Tempo aproximado de leitura: 10 minutos
Contexto
Os
meses mais recentes que vivemos – na verdade, mais de um ano – trouxeram muitos
desafios para as relações interpessoais no mundo empresarial, principalmente no
que se refere ao desenvolvimento humano e à formação de equipes.
Com
grande parte do pessoal trabalhando em home office e agora, gradualmente,
com a adoção do “modelo híbrido” (semipresencial), uma importante etapa do desenvolvimento
profissional tem sido prejudicada, mais especificamente a modelagem
profissional – que se dá preponderantemente pela possibilidade dos novos
profissionais absorverem a experiência e a cultura organizacional, de forma
combinada, a partir da observação e interação junto aos profissionais mais experientes.
Sabemos
que a expectativa de resposta desta questão vai além do que pode proporcionar um
treinamento produzido para ser realizado por meio remoto, com possibilidade de
interação entre as partes. Na verdade, ao longo dos anos, a forma natural como
essa modelagem profissional vem se dando, tem levado em consideração como
aspecto mais importante do aprendizado o que é chamado por alguns especialistas
de “absorver pela observação”, processo pelo qual os jovens (ou recém-contratados)
podem aprender sobre a postura diante do trabalho, as normas e as principais
características da cultura de uma empresa.
Nessas condições as pessoas em processo de ambientação ouvem conversas telefônicas com negociações difíceis, vivenciam o grau de proximidade e troca dentro da equipe e entre as diferentes equipes, observam o tempo e o processo para produzir um documento complexo, participam de visitas a clientes para ouvir os desafios e preocupações destes, além de terem oportunidade de receber tarefas diretamente dos mais antigos e obter feedback destes quanto ao conteúdo e à forma esperados na empresa. Aprendem pelo conhecimento tácito as normas, a dinâmica e a cultura corporativa e dão também a sua contribuição para a equipe.

= = = =

**O QUE FAZER:** Segundo o trecho acima, qual etapa do desenvolvimento profissional tem sido prejudicada com o home office e o modelo híbrido? Responda em poucas palavras, por favor.

= = = =

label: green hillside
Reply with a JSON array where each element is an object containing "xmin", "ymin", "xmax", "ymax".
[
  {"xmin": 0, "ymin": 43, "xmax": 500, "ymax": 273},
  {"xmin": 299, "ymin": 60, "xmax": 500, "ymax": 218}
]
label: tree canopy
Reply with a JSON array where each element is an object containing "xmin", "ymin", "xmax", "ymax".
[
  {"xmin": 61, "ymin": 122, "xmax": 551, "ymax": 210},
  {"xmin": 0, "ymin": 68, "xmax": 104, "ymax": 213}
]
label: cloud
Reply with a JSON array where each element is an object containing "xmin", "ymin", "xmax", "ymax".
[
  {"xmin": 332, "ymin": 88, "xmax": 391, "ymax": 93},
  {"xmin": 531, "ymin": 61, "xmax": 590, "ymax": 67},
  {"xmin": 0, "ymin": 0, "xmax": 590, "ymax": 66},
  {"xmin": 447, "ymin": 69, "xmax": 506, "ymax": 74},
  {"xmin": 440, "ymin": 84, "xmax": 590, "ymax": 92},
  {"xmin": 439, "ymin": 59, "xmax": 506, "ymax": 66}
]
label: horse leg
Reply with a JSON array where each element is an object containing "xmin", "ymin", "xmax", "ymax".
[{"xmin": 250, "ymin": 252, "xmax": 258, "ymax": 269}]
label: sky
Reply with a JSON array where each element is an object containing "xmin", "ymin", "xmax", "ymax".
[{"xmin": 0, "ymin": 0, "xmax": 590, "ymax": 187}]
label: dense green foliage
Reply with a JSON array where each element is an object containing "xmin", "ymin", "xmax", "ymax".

= = = =

**RESPOSTA ESPERADA:** A modelagem profissional.